Entries drawn from a collection:
====================

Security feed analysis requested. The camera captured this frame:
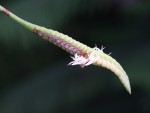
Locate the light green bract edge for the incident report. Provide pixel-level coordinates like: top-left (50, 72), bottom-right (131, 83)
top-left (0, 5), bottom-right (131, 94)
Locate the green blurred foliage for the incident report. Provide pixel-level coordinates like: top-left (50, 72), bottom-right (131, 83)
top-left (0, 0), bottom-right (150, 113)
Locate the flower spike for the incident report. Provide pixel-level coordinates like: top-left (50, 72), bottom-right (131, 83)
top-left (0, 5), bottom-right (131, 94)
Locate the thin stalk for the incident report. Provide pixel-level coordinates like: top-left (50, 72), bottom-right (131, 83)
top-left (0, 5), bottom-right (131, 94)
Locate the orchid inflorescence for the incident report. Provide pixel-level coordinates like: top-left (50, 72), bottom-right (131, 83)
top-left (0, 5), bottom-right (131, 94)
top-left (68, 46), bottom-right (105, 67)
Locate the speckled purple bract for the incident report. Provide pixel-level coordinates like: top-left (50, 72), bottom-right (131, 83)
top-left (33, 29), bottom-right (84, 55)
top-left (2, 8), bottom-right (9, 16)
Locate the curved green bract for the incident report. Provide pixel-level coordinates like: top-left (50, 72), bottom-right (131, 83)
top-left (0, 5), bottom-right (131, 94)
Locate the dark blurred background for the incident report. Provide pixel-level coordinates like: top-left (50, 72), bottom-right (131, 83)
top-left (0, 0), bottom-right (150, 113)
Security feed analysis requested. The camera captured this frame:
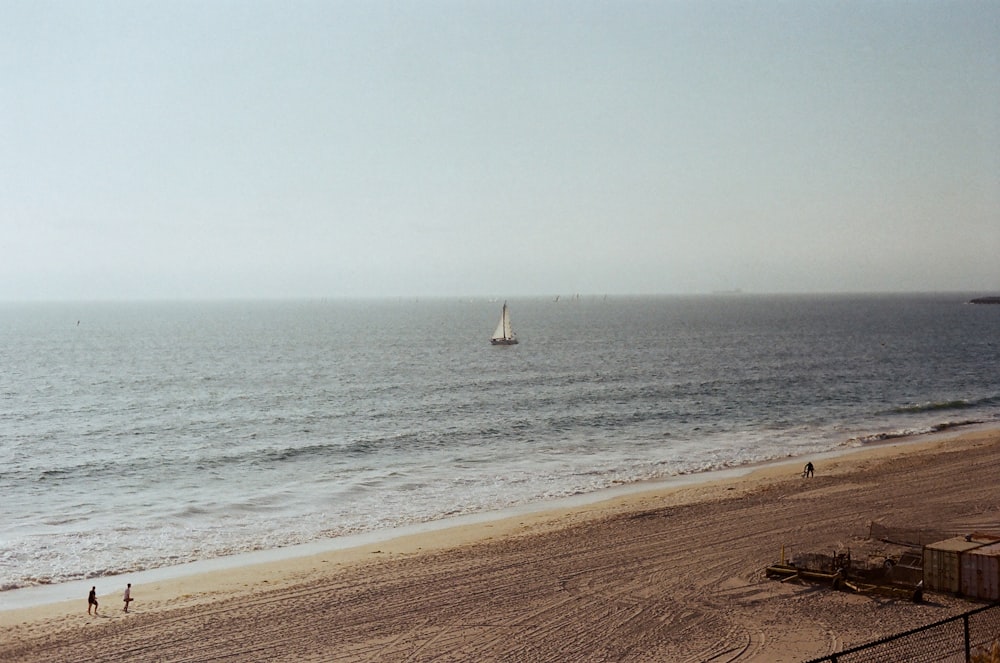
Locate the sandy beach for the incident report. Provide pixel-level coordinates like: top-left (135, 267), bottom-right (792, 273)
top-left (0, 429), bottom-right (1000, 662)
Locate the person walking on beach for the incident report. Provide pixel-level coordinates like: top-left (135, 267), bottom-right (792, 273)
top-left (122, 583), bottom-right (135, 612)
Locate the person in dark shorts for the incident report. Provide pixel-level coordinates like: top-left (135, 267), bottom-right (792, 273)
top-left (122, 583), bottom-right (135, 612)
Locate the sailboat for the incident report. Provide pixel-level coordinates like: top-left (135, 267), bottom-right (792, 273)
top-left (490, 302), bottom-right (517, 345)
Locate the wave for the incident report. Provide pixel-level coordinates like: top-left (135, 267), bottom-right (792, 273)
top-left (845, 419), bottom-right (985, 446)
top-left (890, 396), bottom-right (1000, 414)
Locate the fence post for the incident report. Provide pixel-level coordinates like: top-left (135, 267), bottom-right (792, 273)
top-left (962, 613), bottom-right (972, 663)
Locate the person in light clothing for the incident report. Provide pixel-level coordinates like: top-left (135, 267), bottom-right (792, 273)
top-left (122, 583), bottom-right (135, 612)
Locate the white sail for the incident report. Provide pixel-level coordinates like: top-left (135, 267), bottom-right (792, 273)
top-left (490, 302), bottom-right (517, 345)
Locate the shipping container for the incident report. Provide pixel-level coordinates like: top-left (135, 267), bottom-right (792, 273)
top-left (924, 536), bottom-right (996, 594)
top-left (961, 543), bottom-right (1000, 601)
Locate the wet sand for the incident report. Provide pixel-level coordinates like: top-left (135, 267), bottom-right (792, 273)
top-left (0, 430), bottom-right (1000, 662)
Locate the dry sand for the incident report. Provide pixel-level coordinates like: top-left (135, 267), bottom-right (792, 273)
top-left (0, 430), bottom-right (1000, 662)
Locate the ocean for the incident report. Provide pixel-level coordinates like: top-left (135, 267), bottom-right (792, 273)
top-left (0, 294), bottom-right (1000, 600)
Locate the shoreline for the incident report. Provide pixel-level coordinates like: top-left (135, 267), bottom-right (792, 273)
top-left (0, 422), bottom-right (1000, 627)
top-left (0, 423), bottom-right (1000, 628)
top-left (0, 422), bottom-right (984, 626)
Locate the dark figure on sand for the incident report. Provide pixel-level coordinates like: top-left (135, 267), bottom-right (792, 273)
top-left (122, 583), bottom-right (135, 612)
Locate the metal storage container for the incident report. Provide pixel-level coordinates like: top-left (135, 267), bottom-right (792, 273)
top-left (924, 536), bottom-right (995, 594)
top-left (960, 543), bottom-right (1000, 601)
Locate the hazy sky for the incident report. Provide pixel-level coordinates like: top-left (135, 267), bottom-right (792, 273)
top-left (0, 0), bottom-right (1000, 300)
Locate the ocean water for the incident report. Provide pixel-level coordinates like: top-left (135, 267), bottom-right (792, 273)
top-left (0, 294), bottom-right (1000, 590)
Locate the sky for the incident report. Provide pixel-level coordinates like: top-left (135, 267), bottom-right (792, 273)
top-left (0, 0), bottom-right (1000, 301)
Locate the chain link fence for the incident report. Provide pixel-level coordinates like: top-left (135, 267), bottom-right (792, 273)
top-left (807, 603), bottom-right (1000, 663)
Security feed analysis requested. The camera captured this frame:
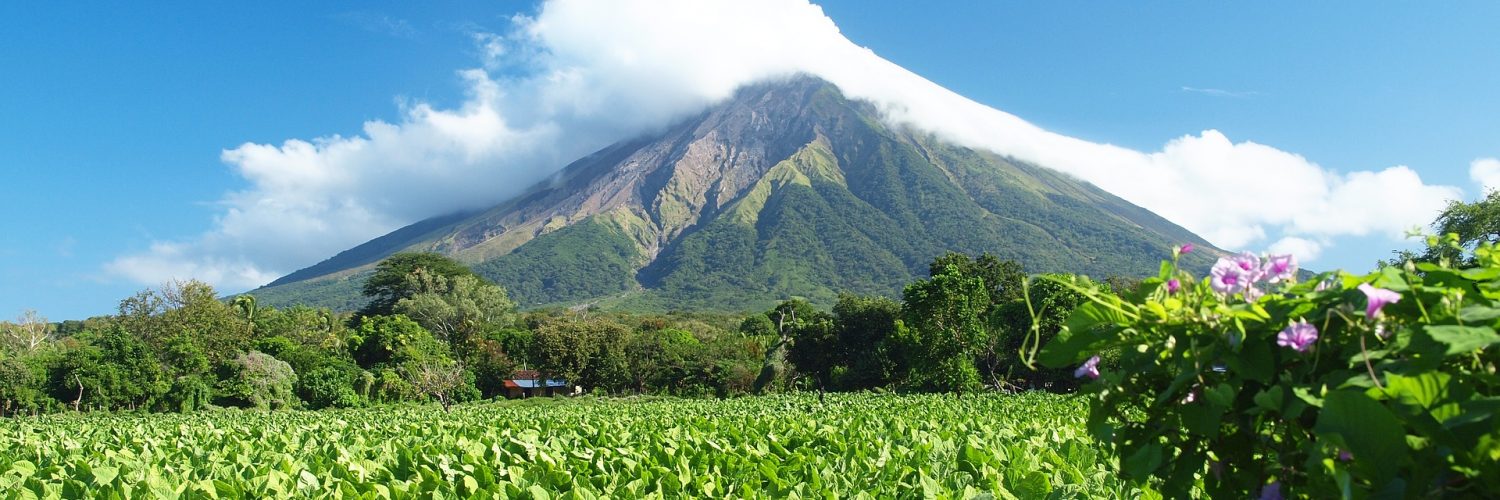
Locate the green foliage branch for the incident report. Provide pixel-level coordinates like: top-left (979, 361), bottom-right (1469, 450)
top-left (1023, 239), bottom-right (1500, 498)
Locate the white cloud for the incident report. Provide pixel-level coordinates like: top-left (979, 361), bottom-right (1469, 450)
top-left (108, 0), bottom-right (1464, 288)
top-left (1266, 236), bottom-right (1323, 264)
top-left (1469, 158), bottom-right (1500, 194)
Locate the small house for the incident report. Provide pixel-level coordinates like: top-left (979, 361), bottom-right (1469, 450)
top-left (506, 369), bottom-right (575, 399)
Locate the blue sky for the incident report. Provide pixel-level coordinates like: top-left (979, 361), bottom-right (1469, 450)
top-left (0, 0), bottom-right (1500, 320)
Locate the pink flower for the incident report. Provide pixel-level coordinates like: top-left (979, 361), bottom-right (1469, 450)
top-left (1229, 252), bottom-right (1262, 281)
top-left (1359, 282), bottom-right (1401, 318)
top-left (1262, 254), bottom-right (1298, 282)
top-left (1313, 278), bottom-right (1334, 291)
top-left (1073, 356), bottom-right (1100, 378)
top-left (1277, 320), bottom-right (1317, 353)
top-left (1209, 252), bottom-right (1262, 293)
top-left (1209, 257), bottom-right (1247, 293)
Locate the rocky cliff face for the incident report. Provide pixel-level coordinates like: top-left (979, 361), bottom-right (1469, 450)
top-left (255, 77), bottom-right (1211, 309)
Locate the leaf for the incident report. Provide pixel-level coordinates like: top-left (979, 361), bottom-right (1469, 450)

====================

# [YOUR TASK]
Convert everything in the data from the line containing "Locate the green blurred" down to the line containing "top-left (68, 46), bottom-right (105, 67)", both included, into a JSON list of strings, one string per line and any blank lines skipped.

# [EXERCISE RESPONSE]
[
  "Locate the green blurred foliage for the incident report. Provide pixel-level coordinates like: top-left (50, 72), bottom-right (131, 83)",
  "top-left (0, 0), bottom-right (150, 113)",
  "Locate the flower spike for the incident report. Provide pixel-level coordinates like: top-left (50, 72), bottom-right (131, 83)",
  "top-left (0, 5), bottom-right (131, 94)",
  "Locate the thin stalk for the incident report. Provide pixel-level coordinates like: top-left (50, 72), bottom-right (131, 83)",
  "top-left (0, 5), bottom-right (131, 94)",
  "Locate the orchid inflorescence for the incident report. Provide pixel-level coordinates like: top-left (50, 72), bottom-right (131, 83)",
  "top-left (0, 5), bottom-right (131, 94)",
  "top-left (68, 46), bottom-right (105, 67)"
]